_Direction_
Extract each line in the rows below that contains the word "with", and copy those lines over unchanged.

_Supplied material_
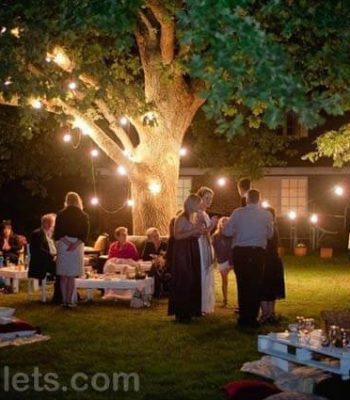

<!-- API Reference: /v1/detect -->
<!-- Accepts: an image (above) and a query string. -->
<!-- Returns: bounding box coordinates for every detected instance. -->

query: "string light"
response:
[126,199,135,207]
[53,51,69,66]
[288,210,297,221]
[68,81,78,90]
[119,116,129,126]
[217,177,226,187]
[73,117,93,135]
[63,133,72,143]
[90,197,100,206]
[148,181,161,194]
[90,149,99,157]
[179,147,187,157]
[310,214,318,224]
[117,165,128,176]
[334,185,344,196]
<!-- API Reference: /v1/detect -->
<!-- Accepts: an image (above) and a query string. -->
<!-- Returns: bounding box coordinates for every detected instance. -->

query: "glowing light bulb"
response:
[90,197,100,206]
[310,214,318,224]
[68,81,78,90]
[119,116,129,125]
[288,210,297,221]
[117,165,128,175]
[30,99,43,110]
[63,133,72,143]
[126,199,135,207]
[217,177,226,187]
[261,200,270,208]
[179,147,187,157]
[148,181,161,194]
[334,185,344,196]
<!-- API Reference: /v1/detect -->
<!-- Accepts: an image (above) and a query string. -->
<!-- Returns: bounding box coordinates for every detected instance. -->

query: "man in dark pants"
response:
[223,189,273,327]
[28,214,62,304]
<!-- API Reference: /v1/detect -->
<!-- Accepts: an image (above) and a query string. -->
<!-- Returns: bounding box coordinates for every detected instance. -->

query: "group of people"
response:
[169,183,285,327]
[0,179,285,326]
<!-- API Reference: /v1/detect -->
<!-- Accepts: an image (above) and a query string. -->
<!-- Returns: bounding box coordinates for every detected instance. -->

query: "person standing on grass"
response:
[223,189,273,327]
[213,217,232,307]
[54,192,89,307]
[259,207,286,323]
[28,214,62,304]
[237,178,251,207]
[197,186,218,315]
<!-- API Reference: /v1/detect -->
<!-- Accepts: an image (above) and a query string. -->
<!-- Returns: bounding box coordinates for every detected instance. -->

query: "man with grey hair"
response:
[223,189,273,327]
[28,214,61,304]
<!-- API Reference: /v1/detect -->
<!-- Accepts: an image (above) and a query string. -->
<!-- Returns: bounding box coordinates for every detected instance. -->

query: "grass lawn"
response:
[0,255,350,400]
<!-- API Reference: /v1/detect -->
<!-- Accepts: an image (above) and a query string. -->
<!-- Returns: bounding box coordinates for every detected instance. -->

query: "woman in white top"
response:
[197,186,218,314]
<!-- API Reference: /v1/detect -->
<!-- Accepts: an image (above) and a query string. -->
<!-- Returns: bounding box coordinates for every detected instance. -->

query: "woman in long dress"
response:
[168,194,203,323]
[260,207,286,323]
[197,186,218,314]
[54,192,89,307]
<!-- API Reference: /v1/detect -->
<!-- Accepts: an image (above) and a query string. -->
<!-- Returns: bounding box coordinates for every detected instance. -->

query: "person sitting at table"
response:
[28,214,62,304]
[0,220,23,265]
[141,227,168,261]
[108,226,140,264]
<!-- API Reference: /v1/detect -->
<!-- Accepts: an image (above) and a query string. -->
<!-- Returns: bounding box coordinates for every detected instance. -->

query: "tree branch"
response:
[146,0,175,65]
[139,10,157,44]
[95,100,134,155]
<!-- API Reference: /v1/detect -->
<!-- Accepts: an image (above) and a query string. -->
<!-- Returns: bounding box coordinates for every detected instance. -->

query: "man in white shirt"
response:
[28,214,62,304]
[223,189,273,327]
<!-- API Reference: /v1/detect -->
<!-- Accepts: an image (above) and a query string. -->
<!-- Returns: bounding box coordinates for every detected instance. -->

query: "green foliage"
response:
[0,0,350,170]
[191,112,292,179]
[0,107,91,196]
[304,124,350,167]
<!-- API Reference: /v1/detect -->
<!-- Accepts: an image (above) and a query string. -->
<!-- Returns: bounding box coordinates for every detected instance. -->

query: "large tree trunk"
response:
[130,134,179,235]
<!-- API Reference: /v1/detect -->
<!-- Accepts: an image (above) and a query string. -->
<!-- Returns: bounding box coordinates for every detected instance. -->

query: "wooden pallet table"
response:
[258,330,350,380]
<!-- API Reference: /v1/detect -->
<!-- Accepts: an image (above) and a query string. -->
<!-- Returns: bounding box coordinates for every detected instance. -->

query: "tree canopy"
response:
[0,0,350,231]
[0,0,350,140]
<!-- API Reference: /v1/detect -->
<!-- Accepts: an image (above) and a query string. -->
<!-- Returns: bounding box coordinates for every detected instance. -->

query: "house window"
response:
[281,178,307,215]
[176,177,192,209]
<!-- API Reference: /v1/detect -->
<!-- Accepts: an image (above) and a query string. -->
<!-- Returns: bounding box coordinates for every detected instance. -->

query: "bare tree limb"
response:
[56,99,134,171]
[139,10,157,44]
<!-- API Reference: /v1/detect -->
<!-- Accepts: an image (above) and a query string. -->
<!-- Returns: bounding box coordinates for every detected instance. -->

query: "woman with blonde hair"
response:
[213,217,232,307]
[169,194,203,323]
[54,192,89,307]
...
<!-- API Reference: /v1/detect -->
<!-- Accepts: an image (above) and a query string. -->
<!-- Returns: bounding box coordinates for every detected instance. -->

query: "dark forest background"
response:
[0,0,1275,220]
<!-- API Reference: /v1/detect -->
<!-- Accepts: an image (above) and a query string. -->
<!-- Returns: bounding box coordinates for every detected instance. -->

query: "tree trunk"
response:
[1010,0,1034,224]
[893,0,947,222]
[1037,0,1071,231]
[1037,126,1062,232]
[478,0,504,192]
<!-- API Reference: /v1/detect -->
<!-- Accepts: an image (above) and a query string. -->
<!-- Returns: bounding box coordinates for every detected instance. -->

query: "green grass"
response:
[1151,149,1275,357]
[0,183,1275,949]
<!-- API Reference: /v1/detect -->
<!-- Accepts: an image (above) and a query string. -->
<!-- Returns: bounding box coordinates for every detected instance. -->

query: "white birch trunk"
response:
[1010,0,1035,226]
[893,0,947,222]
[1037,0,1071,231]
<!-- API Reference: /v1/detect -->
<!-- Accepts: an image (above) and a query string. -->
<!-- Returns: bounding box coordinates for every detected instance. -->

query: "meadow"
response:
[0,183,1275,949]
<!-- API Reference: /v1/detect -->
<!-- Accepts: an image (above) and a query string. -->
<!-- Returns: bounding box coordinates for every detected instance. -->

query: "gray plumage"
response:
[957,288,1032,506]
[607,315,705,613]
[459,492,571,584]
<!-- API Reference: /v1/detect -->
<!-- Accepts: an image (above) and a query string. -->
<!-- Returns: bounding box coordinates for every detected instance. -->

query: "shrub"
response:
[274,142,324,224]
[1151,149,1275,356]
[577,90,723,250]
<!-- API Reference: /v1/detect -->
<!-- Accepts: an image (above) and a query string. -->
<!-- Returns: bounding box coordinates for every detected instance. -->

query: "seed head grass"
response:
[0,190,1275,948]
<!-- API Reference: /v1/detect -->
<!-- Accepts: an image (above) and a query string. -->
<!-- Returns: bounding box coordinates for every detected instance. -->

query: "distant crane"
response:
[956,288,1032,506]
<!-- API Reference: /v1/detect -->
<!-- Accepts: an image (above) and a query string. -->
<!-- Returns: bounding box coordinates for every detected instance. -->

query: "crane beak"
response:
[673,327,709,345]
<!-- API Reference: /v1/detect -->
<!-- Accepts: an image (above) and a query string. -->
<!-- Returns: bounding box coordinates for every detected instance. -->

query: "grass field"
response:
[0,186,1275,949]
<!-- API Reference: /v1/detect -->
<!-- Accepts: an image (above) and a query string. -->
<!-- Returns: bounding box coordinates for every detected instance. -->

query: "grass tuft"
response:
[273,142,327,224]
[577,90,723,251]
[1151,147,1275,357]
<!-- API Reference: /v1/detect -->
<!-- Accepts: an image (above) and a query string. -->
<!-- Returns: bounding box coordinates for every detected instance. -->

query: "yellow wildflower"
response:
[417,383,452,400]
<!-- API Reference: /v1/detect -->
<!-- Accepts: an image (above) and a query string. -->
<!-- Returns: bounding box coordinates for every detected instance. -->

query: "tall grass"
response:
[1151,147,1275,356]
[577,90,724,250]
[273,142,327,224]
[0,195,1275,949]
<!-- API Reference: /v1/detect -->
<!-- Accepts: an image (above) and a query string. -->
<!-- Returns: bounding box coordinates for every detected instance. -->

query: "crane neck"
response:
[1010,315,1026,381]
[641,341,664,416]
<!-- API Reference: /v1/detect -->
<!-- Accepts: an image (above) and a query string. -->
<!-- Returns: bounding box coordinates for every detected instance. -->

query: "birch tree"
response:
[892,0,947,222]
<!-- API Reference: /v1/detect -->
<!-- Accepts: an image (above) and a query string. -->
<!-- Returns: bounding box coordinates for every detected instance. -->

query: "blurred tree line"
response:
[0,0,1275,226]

_Final result_
query: "man with grey hair"
query: "woman with blonde hair"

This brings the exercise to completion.